Entries from a collection:
-- Start --

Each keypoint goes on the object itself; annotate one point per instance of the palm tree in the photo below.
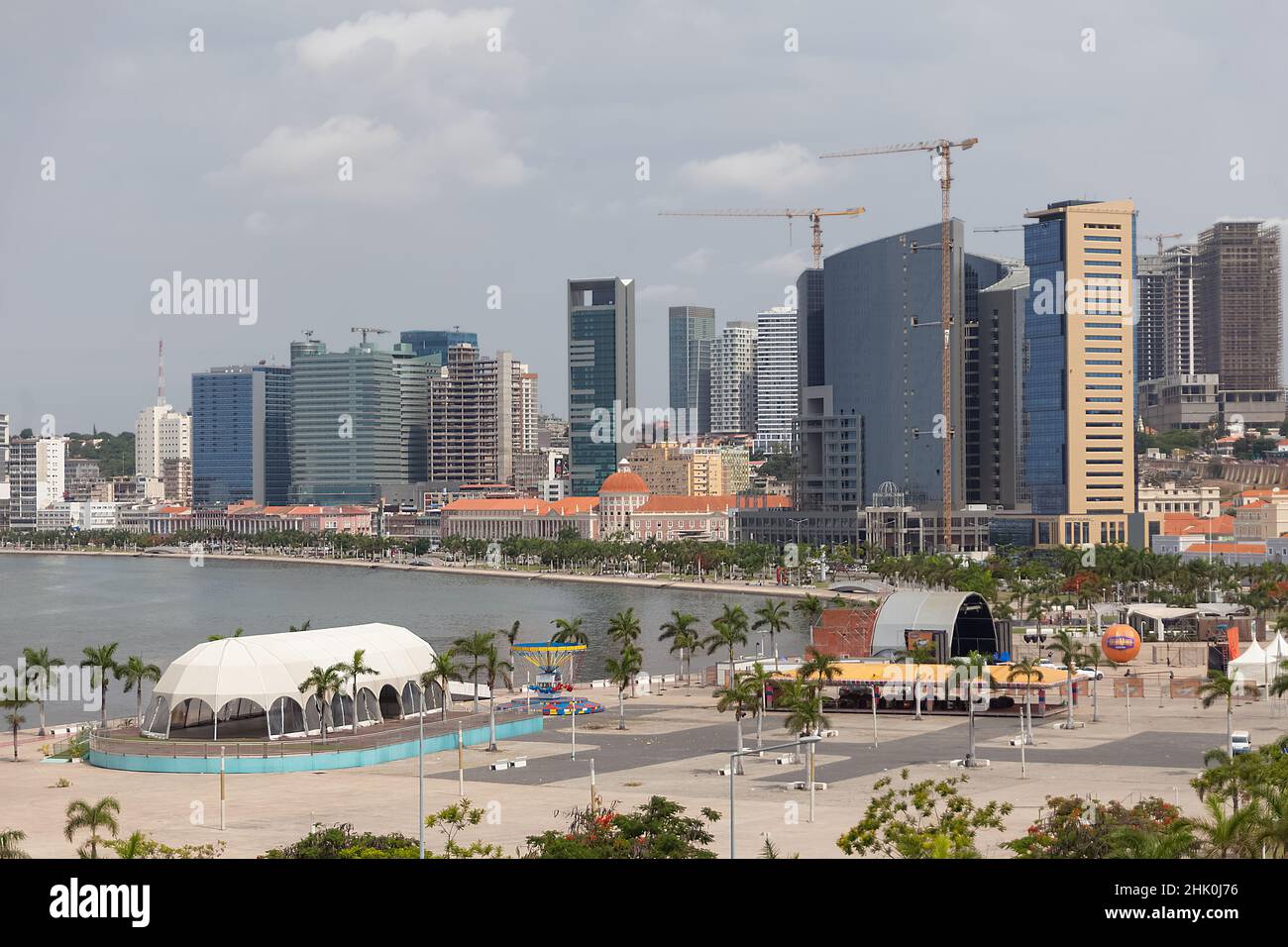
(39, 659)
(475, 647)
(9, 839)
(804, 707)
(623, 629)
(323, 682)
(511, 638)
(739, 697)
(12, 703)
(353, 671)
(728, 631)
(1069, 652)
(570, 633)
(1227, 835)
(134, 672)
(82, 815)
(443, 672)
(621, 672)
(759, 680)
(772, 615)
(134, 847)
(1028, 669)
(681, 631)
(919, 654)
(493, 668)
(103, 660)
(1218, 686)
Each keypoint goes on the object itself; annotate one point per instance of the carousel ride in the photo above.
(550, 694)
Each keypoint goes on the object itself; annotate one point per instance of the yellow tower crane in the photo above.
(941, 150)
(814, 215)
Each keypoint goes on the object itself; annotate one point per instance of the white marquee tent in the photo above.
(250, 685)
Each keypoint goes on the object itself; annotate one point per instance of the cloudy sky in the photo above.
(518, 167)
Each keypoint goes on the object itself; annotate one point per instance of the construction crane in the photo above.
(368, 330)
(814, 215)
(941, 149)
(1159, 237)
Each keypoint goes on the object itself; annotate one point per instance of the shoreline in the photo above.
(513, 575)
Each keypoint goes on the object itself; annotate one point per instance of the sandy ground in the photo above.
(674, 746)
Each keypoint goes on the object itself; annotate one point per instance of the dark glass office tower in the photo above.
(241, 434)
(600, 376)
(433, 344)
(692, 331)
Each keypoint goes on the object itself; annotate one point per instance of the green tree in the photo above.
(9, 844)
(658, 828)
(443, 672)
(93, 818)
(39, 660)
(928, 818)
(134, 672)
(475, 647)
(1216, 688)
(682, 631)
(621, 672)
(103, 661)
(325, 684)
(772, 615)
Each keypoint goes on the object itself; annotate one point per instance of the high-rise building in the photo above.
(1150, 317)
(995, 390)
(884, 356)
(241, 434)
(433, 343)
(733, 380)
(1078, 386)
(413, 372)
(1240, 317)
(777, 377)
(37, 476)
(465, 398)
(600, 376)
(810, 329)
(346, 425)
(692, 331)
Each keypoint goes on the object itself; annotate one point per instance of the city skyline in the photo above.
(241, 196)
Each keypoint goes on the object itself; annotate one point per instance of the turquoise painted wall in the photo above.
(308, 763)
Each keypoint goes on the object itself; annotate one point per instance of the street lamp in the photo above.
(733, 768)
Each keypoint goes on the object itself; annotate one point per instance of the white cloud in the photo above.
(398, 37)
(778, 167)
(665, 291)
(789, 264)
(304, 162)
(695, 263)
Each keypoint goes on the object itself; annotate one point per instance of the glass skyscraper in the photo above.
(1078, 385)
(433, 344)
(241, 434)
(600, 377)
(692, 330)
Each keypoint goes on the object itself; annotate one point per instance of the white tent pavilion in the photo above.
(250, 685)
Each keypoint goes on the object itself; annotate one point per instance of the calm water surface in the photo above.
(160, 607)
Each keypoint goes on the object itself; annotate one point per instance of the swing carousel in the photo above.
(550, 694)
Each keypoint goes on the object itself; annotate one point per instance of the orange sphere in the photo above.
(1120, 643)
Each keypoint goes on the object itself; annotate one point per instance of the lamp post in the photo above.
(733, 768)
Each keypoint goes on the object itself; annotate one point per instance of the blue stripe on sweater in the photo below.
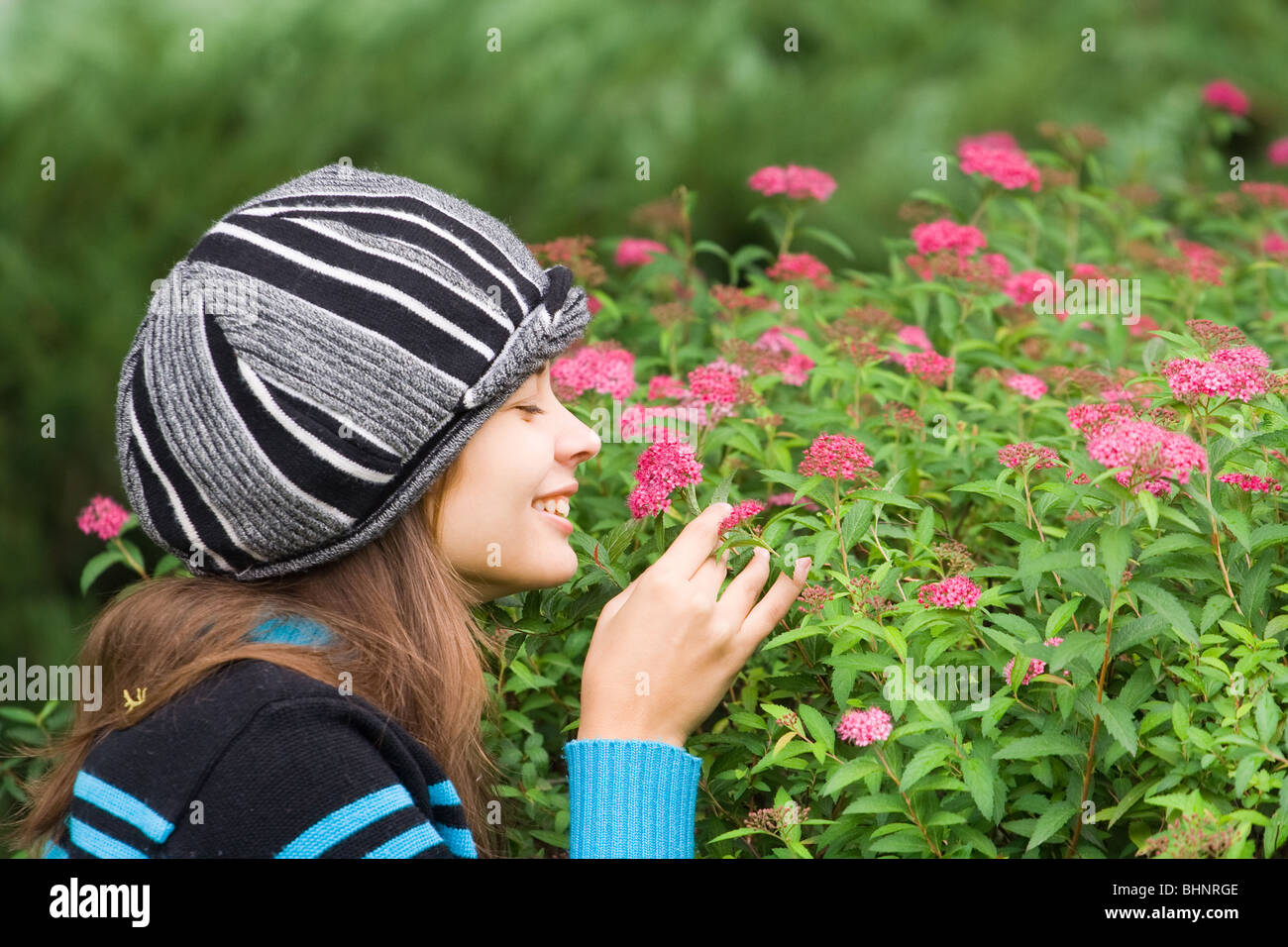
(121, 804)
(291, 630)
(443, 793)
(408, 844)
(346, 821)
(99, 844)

-- End --
-- Start --

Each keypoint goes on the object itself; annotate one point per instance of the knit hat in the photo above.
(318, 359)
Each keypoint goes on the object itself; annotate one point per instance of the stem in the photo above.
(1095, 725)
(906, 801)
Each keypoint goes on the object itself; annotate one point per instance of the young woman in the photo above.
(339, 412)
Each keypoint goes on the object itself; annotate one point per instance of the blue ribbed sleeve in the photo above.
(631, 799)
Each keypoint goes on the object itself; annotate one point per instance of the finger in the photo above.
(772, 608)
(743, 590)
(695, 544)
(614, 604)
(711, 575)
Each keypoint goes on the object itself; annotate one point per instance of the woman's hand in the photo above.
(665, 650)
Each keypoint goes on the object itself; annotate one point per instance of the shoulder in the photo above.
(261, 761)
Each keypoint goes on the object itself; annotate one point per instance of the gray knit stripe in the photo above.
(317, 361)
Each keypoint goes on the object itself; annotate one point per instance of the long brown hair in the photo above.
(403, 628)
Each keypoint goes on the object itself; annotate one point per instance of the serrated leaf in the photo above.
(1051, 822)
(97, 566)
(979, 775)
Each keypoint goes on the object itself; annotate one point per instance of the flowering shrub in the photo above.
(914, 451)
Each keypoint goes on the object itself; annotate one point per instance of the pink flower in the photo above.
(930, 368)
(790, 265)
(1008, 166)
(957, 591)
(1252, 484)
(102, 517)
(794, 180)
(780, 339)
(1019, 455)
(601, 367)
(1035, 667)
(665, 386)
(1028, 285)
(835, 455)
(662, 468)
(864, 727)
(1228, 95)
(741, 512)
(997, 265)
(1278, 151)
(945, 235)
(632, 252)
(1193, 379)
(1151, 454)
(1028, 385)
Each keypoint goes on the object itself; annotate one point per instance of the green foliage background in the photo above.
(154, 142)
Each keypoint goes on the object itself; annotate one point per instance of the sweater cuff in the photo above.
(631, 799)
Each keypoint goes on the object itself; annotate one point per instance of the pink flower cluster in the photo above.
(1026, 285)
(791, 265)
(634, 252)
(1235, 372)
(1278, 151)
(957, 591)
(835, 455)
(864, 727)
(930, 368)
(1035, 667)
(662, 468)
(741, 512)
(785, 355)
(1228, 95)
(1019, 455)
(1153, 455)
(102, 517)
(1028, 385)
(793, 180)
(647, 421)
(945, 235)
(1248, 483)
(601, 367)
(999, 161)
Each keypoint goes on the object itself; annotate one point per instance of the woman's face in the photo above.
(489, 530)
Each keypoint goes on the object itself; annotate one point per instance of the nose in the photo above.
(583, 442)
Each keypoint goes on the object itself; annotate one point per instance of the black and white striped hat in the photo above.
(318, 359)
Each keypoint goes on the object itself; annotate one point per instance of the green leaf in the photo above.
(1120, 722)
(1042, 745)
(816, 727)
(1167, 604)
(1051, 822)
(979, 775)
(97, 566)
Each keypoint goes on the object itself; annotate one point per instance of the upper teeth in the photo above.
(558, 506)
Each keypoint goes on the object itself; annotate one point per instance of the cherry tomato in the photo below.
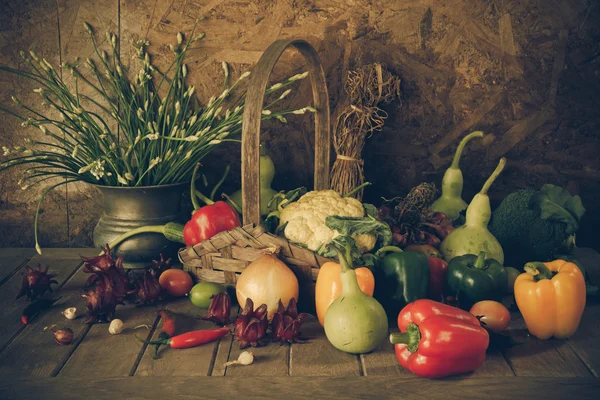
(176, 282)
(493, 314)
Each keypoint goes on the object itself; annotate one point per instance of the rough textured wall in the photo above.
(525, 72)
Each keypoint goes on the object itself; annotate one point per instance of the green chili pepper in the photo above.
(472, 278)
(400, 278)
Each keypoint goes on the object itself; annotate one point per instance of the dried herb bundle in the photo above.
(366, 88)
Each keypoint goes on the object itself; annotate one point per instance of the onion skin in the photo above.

-- End --

WRITTEN PROBLEM: Gather every line of the items above that contains the word "wall", and copy each one out.

FULL ANSWER:
Each keypoint goes on the object itself; annotate one point per instance of the turquoise painted wall in the photo above.
Each keypoint goes on the object itself; annotate one point per instance of the rough textured wall in the photo above.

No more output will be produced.